Supplied material:
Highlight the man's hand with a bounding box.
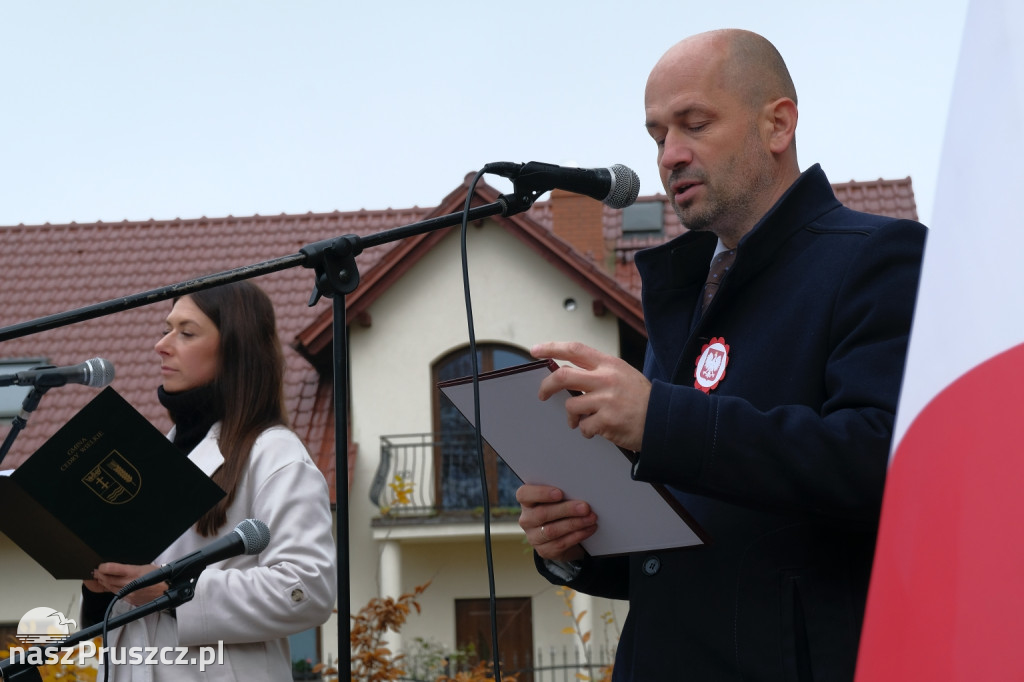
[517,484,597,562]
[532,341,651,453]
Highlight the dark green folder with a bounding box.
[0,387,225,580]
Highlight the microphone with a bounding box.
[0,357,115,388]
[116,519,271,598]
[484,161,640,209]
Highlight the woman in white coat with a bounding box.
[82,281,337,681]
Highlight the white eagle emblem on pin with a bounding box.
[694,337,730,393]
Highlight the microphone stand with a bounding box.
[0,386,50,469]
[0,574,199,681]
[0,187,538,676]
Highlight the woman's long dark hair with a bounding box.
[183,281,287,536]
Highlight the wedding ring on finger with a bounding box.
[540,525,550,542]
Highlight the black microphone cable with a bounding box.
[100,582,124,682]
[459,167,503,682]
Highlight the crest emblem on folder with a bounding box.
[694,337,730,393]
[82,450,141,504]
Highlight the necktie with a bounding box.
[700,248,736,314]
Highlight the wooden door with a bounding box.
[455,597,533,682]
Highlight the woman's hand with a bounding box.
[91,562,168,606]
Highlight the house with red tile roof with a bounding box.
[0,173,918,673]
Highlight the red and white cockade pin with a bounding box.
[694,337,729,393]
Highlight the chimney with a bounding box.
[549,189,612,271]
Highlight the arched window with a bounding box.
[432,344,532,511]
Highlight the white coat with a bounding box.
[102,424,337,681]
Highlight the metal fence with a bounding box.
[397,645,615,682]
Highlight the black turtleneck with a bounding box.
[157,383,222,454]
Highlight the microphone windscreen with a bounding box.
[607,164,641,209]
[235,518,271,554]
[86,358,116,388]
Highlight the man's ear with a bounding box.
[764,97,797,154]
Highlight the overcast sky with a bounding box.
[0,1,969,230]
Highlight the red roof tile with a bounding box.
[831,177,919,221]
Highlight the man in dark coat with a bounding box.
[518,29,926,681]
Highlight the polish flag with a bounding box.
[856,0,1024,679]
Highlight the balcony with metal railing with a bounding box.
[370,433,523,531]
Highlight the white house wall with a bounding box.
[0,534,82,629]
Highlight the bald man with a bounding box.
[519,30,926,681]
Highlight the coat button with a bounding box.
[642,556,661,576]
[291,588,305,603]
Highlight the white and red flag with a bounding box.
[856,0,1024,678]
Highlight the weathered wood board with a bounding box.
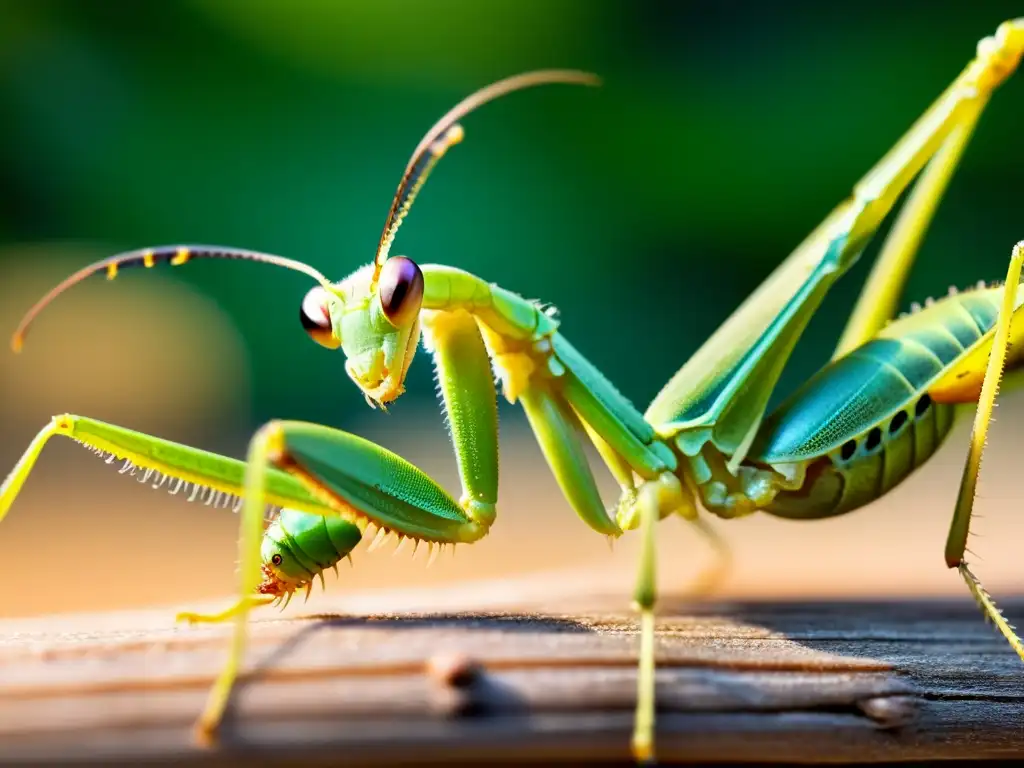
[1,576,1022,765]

Task description:
Restate the listing word for word, pictures omitted.

Solved exercise:
Highlight the man's hand with a bounding box.
[517,484,597,562]
[532,341,651,453]
Highlight the dark green folder with a bounding box.
[0,387,225,580]
Highlight the microphone with a bounding box.
[0,357,115,388]
[116,519,271,598]
[484,161,640,209]
Highlight the woman in white coat with a bounding box.
[82,281,337,681]
Highlight the white eagle emblem on pin with a bounding box.
[694,337,730,393]
Highlight the microphone stand with a bounding box.
[0,386,50,469]
[0,574,199,681]
[0,187,538,676]
Highlight the woman's long dark hair with a bounding box.
[183,281,287,536]
Highlight the wedding ring on finger with a bounding box.
[540,525,550,542]
Highlight the black microphone cable with a bounding box.
[100,582,124,682]
[459,167,503,682]
Highlight the crest emblem on folder with a bounding box.
[694,337,730,393]
[82,450,141,504]
Highlight the necktie with a bounding box.
[700,248,736,314]
Highlight the wooden door with a bounding box.
[455,597,533,682]
Highlight the woman's hand with a bounding box.
[91,562,168,606]
Highlight the house with red tile roof with a bounding box.
[0,173,918,673]
Highlight the red and white cockade pin with a bounding box.
[694,337,729,393]
Highlight the chimney with a bounding box.
[549,189,612,271]
Highlight the arched window with a bounding box.
[432,344,532,511]
Highlight the white coat with a bounding box.
[102,424,337,681]
Highlight the metal fence with a bounding box.
[397,645,615,682]
Highlight the black turtleneck with a bounding box.
[157,383,222,454]
Highlight the microphone windscreen with a bounding box.
[607,164,641,209]
[235,518,271,554]
[86,358,116,388]
Highlight the man's ear with a bounding box.
[764,97,797,154]
Highlight the overcast sky with a bounding box.
[0,1,969,230]
Highlight the red roof tile with a bounding box.
[831,177,919,221]
Highlight the man in dark coat with a bounding box.
[518,29,926,681]
Highlight the polish flag with a bounding box.
[856,0,1024,679]
Highlight the balcony with metal railing with a bounding box.
[370,433,523,531]
Highlight the white house wall with a bounding box.
[0,534,82,629]
Highlight the bald man with a bounding box.
[519,30,926,681]
Highlight the coat button with a bounding box.
[642,556,661,576]
[291,588,305,603]
Highlight the white and red flag with a bounding box.
[856,0,1024,678]
Highlight the weathered wood board with a bounding box.
[1,576,1022,765]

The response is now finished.